Exercise requirements: Exactly the lines from the one with "# put a marker on the white lane line" through the end of the records below are to be output, the first and last included, and no others.

Provided data:

________________

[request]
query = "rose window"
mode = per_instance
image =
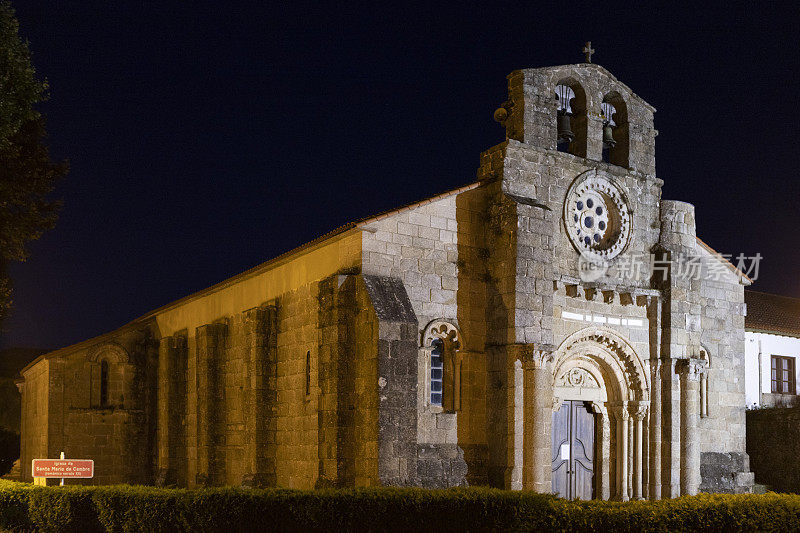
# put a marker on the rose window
(597, 217)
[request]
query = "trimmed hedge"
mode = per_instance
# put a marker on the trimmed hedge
(134, 508)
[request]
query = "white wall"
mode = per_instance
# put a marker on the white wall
(762, 346)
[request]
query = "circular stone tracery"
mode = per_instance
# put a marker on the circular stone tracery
(597, 217)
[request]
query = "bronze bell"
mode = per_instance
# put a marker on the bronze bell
(565, 134)
(608, 136)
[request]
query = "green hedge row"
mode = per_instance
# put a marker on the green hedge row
(133, 508)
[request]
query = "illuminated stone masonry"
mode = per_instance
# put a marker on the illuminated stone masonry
(486, 336)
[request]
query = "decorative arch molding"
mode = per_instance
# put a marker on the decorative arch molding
(112, 352)
(441, 365)
(444, 330)
(604, 351)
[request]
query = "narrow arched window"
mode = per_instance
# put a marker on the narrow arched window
(104, 383)
(437, 371)
(308, 373)
(571, 117)
(614, 114)
(704, 403)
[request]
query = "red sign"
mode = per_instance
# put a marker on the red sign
(63, 468)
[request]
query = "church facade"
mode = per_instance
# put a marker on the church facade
(545, 328)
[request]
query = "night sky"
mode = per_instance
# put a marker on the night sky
(206, 138)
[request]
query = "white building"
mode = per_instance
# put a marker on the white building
(772, 349)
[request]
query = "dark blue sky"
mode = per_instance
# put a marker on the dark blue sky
(205, 138)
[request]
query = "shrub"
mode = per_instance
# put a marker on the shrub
(123, 508)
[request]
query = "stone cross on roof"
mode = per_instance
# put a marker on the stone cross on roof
(588, 50)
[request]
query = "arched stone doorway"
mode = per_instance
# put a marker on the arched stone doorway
(600, 394)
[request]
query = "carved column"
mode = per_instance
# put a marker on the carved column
(690, 371)
(638, 414)
(260, 399)
(671, 429)
(655, 430)
(538, 419)
(209, 340)
(170, 411)
(622, 415)
(704, 395)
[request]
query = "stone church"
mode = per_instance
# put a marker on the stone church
(538, 329)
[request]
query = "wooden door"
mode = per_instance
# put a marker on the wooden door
(573, 451)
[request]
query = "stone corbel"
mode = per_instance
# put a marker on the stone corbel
(533, 356)
(691, 368)
(638, 411)
(556, 404)
(621, 412)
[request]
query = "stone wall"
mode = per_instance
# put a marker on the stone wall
(72, 416)
(774, 447)
(427, 247)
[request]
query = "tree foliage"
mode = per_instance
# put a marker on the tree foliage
(27, 174)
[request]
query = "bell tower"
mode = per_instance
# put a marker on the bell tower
(583, 110)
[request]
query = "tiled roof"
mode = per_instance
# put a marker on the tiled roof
(771, 313)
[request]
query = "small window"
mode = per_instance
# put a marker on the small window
(308, 373)
(437, 370)
(783, 375)
(104, 383)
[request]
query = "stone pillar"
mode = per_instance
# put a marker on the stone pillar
(671, 428)
(167, 354)
(622, 415)
(704, 395)
(602, 444)
(638, 415)
(537, 426)
(690, 371)
(655, 430)
(209, 395)
(261, 396)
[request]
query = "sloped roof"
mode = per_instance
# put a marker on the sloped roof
(771, 313)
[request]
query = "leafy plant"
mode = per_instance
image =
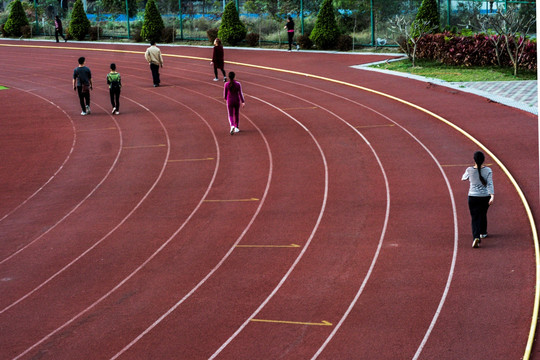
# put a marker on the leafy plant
(79, 26)
(153, 23)
(326, 31)
(232, 30)
(16, 20)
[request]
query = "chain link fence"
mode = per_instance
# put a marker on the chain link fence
(368, 22)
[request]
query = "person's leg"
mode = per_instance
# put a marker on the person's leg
(81, 98)
(111, 96)
(237, 115)
(483, 216)
(475, 208)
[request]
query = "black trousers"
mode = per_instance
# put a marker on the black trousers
(478, 207)
(115, 98)
(155, 73)
(84, 98)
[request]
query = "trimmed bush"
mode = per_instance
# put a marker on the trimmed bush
(79, 26)
(16, 21)
(428, 14)
(252, 39)
(232, 30)
(344, 43)
(326, 32)
(95, 33)
(153, 23)
(168, 34)
(212, 34)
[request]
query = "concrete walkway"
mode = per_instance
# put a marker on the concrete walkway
(519, 94)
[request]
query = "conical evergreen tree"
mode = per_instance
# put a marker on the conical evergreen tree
(326, 31)
(427, 17)
(16, 20)
(79, 24)
(232, 30)
(153, 23)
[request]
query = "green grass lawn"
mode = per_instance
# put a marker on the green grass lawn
(456, 73)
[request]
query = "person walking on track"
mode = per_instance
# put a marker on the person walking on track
(82, 83)
(290, 33)
(115, 84)
(481, 196)
(218, 60)
(154, 58)
(58, 29)
(233, 95)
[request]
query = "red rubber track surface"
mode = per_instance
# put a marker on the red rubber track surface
(333, 226)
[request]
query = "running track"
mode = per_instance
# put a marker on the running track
(334, 226)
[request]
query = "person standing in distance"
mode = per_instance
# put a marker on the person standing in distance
(58, 29)
(481, 196)
(82, 83)
(218, 59)
(115, 84)
(154, 58)
(290, 33)
(232, 92)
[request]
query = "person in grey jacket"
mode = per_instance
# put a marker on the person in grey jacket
(481, 196)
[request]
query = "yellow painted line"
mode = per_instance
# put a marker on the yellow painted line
(144, 146)
(233, 200)
(302, 108)
(462, 165)
(374, 126)
(102, 129)
(521, 195)
(322, 323)
(269, 246)
(183, 160)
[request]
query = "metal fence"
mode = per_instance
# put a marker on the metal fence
(369, 22)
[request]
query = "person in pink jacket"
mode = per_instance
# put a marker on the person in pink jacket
(232, 92)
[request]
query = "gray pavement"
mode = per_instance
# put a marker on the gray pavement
(518, 94)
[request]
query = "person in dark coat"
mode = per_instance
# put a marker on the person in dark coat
(58, 29)
(218, 60)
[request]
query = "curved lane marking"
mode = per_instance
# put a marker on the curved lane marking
(61, 166)
(524, 201)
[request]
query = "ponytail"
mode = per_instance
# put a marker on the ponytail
(479, 160)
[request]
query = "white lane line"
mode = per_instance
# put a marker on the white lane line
(306, 246)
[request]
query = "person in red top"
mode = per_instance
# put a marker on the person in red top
(290, 33)
(218, 60)
(232, 92)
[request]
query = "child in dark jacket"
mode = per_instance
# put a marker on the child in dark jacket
(218, 60)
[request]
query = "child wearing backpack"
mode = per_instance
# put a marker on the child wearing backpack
(115, 84)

________________

Completed exercise:
# put a marker on the white lane line
(306, 246)
[request]
query = "person in red top"
mode = per_instance
# put a marker on the person in red top
(290, 33)
(218, 60)
(232, 92)
[request]
query = "child in dark jacket"
mode = per_instance
# put a marker on the child in dark jacket
(218, 60)
[request]
query = "child wearing backpack"
mode = per_instance
# put a marker on the child wearing backpack
(115, 84)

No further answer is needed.